Exercise A: Translate this sentence from the transcript into Spanish: "All they're doing is syndicating news."
Exercise B: Return the part of the transcript starting with "So I guess they" and going on through "half million engagements.", copied word for word.

Document section:
------------------------------------------------------------------------
So it's a high authority crypto-native news platform and newswire service ranked among the top 10 globally with extensive content distribution via Binance News, coin market cap, flip-warded 300 syndication partners.
The brand is trusted by a global audience who was awarded the Binance Square creator of the year, backed by a 45-person team.
The outlet reaches 25 million readers monthly
and boasts 500 a gauge followers across social platforms.
Its global sessions are led by users
in the US, UK, Germany, Korea, and Japan.
It's had month-over-month growth,
and it's a newswire service
that's growing and projected to pass revenue
from the news platform soon.
So what is the difference in the newswire service?
Oh, okay, okay, okay.
So I think the newswire service
is when people have like crypto-profits.
or whatever and want to pay them to send out a press release.
It's kind of like business wire.
And then the news platform is them reporting on stuff going on.
Yep, yeah, I think you're right.
So key assets are 300 syndication partnerships.
So I guess they go to folks like Binance, who is, you know,
an exchange for crypto, and then they syndicate in news into those sites and get paid for that.
So that's a cute little business there.
Then there's Binance Square, which has a half million engagements.
I don't know what Binance Square is.
Wide global reach and brand recognition,
and they have exclusive event and founder assets.
They claim to have some growth potential,
monetized via newsletters, affiliate programs,
or regional news editions,
expanded, of courses,
and media franchising already in process,
opportunity to tokenize the brand at $50 million valuation.
Ooh.
So the founder has built the business.
brand from the ground of is now exploring strategic opportunities. The business runs lean with
minimal oversight, few weekly admin calls, and he's open to staying on during the transition to an
advisory role, full financials and traffic analysis available under NDA. Okay, so I'm going to
pause there because there's a lot of jargon in there, and we're going to have a fun part of this
episode, which is, okay, who wants to try to explain what this business does in regular English?
I'm the oldest person here, so definitely not me.
You older than me?
Oh, yeah.
Don't look at it.
Let's not talk about it.
That's all we're going to say.
I want it up.
Good, good chat.
Okay, Mills, you want to try?
You let me do it.
Sorry, I went down a rabbit hole of this guy.
There's a link to his website, which is Acquire.fI, and there are listings on it
that are just, wow.
We'll have to look at those in a minute.
But I found this listing on his listing website also.
So I think he is the broker, but not.
the founder.
Yeah.
Okay.
So I think the confusing thing about this is there's news and then somewhere at the top they talk
about syndication, a global syndication.
Okay.
I thought that they were syndicating funds.
All they're doing is syndicating news.
So they are acting as a distribution platform for other people's news headlines,
which you can pay to have them send out to their list.
and they also are a news platform where they write their own content.
They have a team of 45 people who I'm guessing are doing writing and editing and maybe
curating stories.
And I'm guessing, but they don't say anything about it.
I'm guessing they sell ads.
Yeah.
Yep.
Yep.
Yeah, I think they get paid ads and then they get paid to syndicate the content as well.
------------------------------------------------------------------------
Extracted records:
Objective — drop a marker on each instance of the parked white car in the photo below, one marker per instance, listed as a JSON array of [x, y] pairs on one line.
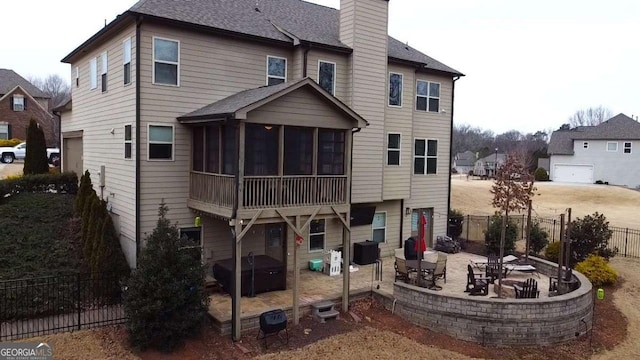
[[9, 154]]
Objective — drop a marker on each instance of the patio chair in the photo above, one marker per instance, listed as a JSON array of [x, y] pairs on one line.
[[528, 291], [492, 270], [440, 271], [402, 272], [476, 283]]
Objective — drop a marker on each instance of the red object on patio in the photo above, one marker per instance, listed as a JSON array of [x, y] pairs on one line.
[[421, 244]]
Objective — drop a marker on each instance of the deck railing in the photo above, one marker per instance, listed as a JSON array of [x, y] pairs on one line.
[[269, 191], [215, 189]]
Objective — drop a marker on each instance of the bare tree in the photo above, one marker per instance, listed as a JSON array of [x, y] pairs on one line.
[[590, 117], [54, 86], [512, 190]]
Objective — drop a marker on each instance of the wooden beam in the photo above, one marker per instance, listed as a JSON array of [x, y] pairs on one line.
[[315, 212], [253, 220], [344, 222]]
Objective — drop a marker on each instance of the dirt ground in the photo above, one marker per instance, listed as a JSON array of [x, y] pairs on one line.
[[618, 204]]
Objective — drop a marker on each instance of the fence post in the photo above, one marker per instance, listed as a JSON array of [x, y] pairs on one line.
[[626, 238], [78, 299]]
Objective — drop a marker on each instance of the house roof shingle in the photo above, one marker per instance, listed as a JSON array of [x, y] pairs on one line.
[[619, 127], [261, 18], [9, 79]]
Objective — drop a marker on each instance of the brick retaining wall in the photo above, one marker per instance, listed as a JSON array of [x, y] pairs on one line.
[[500, 322]]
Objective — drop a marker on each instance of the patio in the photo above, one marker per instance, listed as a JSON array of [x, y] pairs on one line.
[[316, 286]]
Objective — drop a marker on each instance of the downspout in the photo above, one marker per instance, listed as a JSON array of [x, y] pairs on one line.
[[138, 22], [307, 47], [453, 92]]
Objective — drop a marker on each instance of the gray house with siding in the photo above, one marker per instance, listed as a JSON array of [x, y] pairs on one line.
[[273, 121], [604, 152]]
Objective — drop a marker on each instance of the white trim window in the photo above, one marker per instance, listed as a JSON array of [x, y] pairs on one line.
[[394, 141], [427, 96], [316, 235], [104, 67], [425, 158], [127, 141], [18, 103], [276, 70], [4, 131], [126, 61], [327, 76], [379, 227], [166, 61], [160, 144], [93, 73], [395, 89]]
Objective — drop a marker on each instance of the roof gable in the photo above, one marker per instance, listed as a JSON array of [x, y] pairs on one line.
[[9, 79], [238, 105]]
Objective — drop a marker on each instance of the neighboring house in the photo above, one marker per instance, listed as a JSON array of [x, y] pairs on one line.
[[21, 101], [604, 152], [464, 162], [351, 139], [488, 165]]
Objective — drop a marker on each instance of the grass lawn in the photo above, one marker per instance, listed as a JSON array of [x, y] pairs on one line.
[[32, 236], [618, 204]]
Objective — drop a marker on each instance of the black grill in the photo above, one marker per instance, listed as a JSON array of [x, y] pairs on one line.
[[271, 323]]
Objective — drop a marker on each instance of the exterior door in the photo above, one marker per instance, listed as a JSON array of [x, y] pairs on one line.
[[276, 241], [72, 155]]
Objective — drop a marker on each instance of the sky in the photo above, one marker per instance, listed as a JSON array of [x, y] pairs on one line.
[[529, 65]]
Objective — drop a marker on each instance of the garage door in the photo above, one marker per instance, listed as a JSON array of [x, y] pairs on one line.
[[573, 173]]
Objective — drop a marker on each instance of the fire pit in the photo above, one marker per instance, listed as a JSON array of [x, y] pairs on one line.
[[507, 288]]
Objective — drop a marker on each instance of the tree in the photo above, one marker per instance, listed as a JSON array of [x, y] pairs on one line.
[[35, 161], [512, 190], [590, 117], [590, 235], [165, 301]]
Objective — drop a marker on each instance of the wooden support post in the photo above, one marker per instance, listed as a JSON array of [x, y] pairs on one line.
[[236, 286]]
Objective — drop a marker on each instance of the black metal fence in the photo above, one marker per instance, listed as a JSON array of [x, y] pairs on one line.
[[626, 241], [44, 305]]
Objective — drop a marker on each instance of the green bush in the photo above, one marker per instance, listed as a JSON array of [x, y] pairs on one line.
[[541, 175], [552, 252], [493, 233], [597, 270], [165, 301], [456, 217], [590, 235], [10, 143], [539, 238], [35, 160]]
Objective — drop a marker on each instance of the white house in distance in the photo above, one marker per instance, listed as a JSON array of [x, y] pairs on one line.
[[604, 152]]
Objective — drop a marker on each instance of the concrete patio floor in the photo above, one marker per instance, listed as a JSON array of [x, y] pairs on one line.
[[316, 286]]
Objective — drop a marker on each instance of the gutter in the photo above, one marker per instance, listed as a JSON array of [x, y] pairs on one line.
[[453, 91], [138, 23]]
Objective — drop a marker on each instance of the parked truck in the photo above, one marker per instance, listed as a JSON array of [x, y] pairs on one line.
[[9, 154]]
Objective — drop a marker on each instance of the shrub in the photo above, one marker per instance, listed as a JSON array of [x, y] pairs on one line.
[[539, 238], [552, 252], [494, 231], [10, 143], [541, 175], [165, 301], [597, 270], [455, 223], [35, 160], [590, 235]]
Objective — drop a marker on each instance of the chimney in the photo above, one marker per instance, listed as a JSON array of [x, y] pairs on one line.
[[363, 27]]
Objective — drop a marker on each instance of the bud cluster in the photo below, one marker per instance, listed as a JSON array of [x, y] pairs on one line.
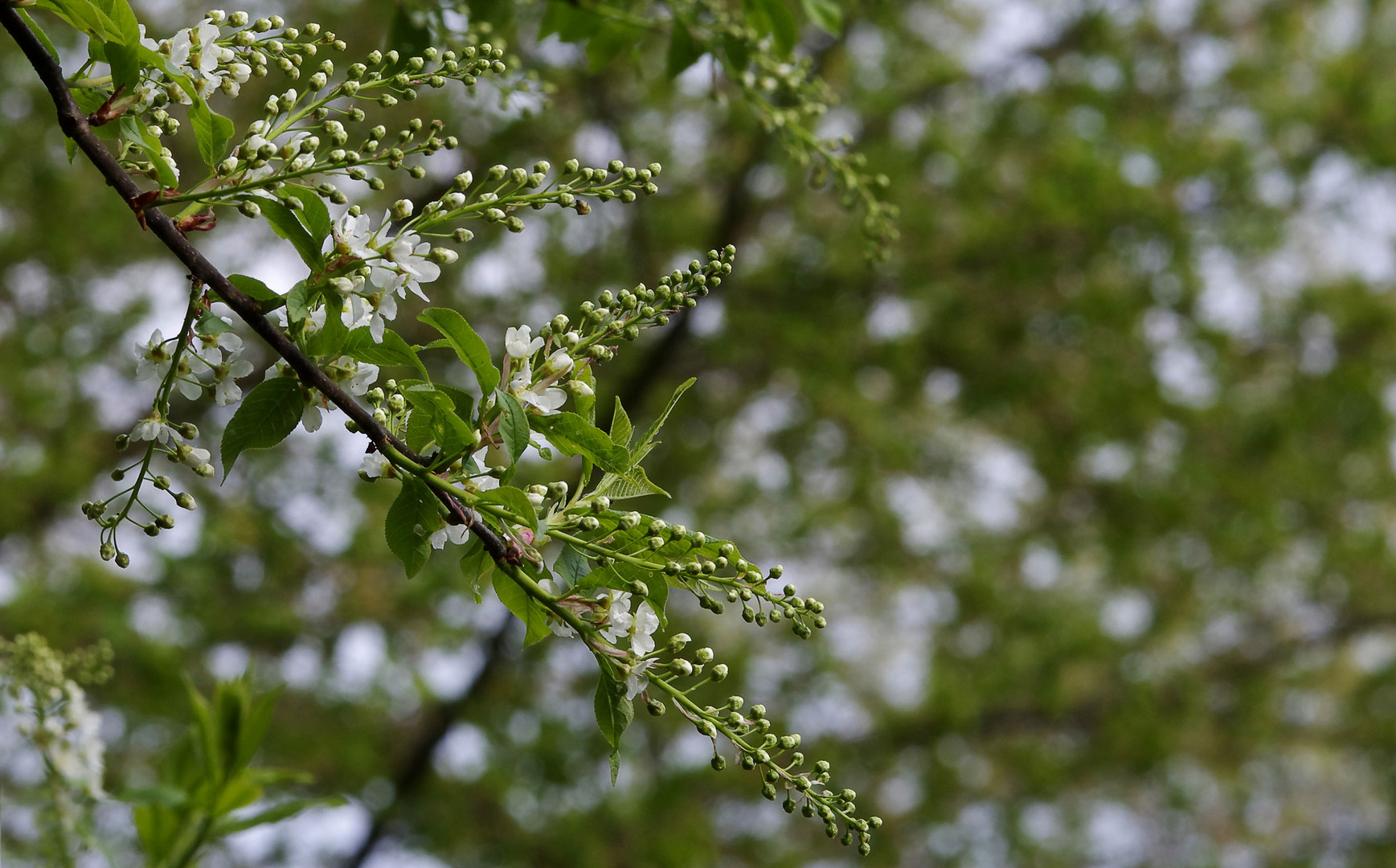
[[775, 756]]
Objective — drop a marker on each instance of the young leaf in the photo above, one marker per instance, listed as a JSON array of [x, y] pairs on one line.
[[515, 502], [467, 345], [571, 566], [270, 412], [575, 436], [412, 518], [259, 292], [825, 14], [211, 132], [477, 566], [314, 214], [613, 710], [285, 223], [297, 301], [276, 814], [683, 51], [620, 426], [392, 350], [524, 608], [123, 56], [513, 424]]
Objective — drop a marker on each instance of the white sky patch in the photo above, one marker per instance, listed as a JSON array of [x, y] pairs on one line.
[[464, 754], [891, 317], [1125, 614], [361, 651]]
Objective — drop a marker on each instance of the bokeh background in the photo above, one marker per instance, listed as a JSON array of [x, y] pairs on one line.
[[1093, 472]]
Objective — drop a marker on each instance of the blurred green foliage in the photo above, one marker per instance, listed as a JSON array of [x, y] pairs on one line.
[[1092, 472]]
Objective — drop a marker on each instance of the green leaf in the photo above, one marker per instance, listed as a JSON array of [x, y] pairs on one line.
[[620, 426], [524, 608], [211, 132], [515, 502], [825, 14], [477, 566], [613, 710], [774, 18], [259, 292], [571, 566], [587, 403], [87, 17], [125, 58], [297, 301], [450, 432], [412, 518], [467, 345], [513, 424], [609, 41], [212, 324], [165, 796], [632, 483], [568, 21], [331, 337], [43, 38], [575, 436], [392, 350], [314, 214], [683, 49], [647, 443], [270, 412], [276, 814], [285, 223]]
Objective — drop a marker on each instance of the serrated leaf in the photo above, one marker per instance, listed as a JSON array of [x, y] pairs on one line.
[[211, 132], [267, 415], [524, 608], [647, 443], [513, 424], [411, 521], [392, 350], [313, 212], [620, 426], [477, 567], [467, 345], [683, 49], [125, 58], [825, 14], [632, 483], [571, 566], [331, 337], [286, 225], [515, 502], [575, 436], [276, 814], [212, 324], [297, 301], [259, 292], [613, 710]]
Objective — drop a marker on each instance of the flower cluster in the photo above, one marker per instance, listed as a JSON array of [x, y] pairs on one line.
[[53, 705]]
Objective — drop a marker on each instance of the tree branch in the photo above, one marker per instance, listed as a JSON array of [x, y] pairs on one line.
[[76, 126], [414, 771]]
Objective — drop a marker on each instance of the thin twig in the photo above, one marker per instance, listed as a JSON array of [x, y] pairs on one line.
[[76, 126]]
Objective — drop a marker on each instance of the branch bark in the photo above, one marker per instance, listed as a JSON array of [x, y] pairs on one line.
[[76, 126]]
------------------------------------------------------------------------
Reply A: Lo único que hacen es sindicar noticias.

Reply B:
So I guess they go to folks like Binance, who is, you know,
an exchange for crypto, and then they syndicate in news into those sites and get paid for that.
So that's a cute little business there.
Then there's Binance Square, which has a half million engagements.